◆ **TASK TO COMPLETE**: Write out the records that appear below, verbatim and complete, but without pictures.

◆ **SUPPLIED INFORMATION**:
· · ·

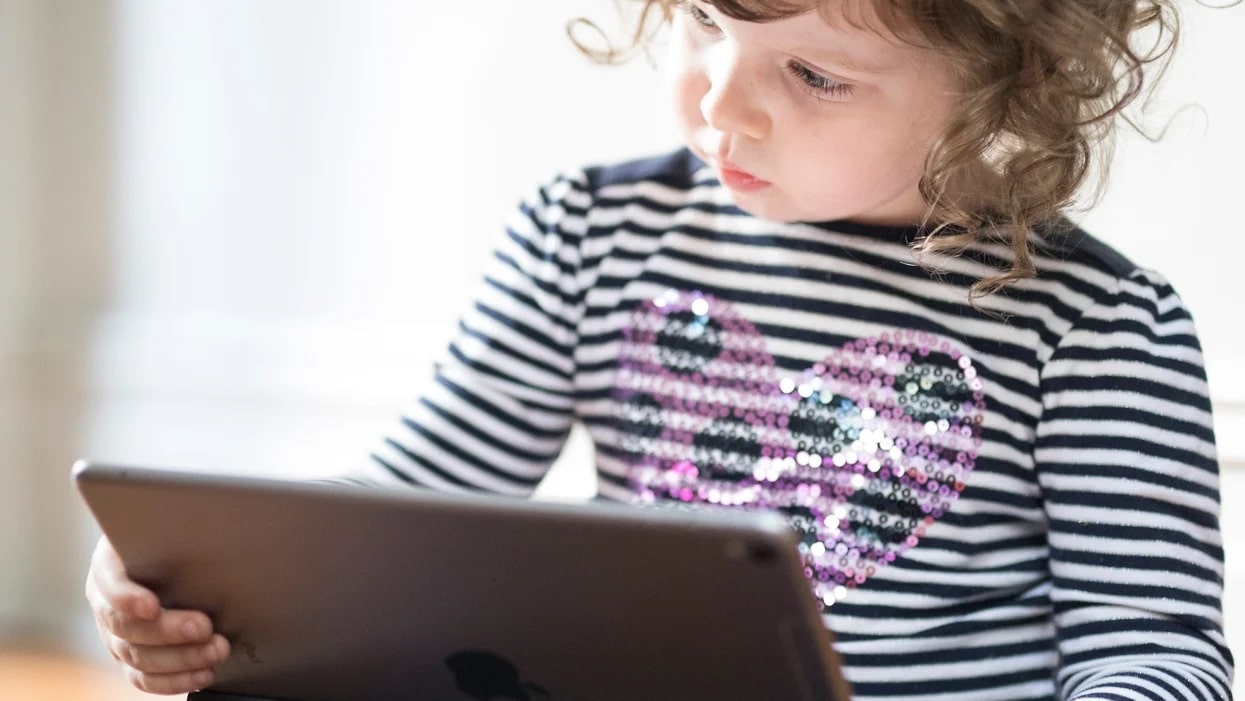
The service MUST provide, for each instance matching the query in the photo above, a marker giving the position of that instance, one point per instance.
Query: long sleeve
(1129, 476)
(499, 405)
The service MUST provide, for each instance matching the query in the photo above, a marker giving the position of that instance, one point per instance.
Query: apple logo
(486, 676)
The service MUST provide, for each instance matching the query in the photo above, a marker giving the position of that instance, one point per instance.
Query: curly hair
(1043, 86)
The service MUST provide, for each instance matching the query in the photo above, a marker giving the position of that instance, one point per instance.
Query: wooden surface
(34, 676)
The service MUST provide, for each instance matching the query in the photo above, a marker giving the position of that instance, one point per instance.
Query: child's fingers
(107, 580)
(173, 626)
(169, 659)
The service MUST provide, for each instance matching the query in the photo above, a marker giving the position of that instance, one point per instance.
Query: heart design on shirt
(863, 451)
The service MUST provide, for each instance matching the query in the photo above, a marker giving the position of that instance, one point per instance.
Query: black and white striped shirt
(1015, 502)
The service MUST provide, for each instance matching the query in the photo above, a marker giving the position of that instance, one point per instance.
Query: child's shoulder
(674, 169)
(1075, 259)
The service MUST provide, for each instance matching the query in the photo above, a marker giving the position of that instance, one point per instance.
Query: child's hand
(161, 650)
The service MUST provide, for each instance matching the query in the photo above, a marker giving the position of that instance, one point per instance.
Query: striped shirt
(1016, 501)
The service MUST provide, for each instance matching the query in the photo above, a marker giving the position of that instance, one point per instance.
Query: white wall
(299, 197)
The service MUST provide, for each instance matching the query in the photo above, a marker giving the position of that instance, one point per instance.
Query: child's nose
(733, 101)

· · ·

◆ **EXERCISE RESPONSE**:
The service MUST provide, for each instance matching the query in the photo above, a marker giving the position of that instance, one point per instance.
Query: long sleeve
(1129, 476)
(499, 405)
The service MUST provide, for each instance matching the query in the photo above, a marker giving the position of that instance, one point per instance.
Query: apple logo
(486, 676)
The service MUST provide, for each instance matching the query in the photo above, a marker giving the position of that instance, one point per instance.
Query: curly hair
(1043, 86)
The service MUST provide, for each instance matching the query in the photo above, a marker giving the position of that instance, one point per instance.
Query: wooden surface
(34, 676)
The service MUST provide, for each instance matching the query in the photo above, a marker giving the position of that instance, one point per instance.
Query: child's fingers
(107, 580)
(173, 626)
(169, 659)
The service MUST provide, for each instance matching the query in the photo above, a marker giving the position of that instance, one point per instance.
Query: heart design on shirt
(863, 451)
The service MUST provide, for each instance matching the query in the photo above, a marker giving the position of that instance, one point per instance.
Query: black and white striped shirt
(1015, 502)
The service MUST provide, for each instance matching the query in the photo above, a marker giving the position of that instance, one point per instance.
Query: child's shoulder
(674, 169)
(1075, 259)
The service MUST provide, for each instance matching the query in the photo above, a marker giving the position of that instance, one point per instance.
Query: child's hand
(161, 650)
The service MUST provide, for each instance matching the query in the photo above, a marker giving the position of that instance, one point per instance.
Query: striped shirt
(1016, 501)
The service MUST provide, for each instance matching the query in the photo above, a marker giving the position of that instance, one point per instance.
Query: white wall
(299, 197)
The service MUST provide, for each instance matching the query in the photo above, a marker giving the position of that instance, one point per instance.
Query: child's nose
(733, 101)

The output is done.